Please say how many lines in the records below contain the word "scene", giving the number alone.
*** Opening of RECORDS FOR THIS TASK ***
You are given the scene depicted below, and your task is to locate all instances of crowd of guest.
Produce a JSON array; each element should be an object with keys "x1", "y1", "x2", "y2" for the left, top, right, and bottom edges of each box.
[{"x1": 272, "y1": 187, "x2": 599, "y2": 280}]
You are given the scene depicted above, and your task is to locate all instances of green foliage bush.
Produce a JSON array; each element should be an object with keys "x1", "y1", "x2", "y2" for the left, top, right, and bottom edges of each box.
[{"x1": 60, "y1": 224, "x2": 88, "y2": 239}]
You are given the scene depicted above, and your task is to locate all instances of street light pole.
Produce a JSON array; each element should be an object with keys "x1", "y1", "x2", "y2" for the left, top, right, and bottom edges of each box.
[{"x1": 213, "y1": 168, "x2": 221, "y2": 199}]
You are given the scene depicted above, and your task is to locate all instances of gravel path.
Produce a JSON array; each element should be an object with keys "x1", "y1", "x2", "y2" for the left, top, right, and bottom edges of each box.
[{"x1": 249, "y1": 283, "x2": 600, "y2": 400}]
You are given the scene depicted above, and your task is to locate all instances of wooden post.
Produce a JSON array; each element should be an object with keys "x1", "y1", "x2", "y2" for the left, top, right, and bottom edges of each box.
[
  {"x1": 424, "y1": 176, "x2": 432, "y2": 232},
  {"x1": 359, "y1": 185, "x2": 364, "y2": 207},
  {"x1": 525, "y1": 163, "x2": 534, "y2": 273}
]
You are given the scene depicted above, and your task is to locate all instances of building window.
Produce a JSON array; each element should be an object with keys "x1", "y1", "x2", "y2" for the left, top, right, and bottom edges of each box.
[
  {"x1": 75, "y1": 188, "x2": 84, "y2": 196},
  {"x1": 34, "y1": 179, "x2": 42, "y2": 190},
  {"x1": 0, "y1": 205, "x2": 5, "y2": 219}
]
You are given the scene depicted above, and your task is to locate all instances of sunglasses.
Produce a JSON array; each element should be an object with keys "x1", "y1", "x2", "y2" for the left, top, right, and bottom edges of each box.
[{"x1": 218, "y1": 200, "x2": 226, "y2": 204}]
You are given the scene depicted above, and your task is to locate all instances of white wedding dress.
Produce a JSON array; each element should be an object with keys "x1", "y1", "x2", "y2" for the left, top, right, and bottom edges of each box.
*** Close of RECORDS FOR THIS TASK ***
**EXERCISE ANSWER:** 8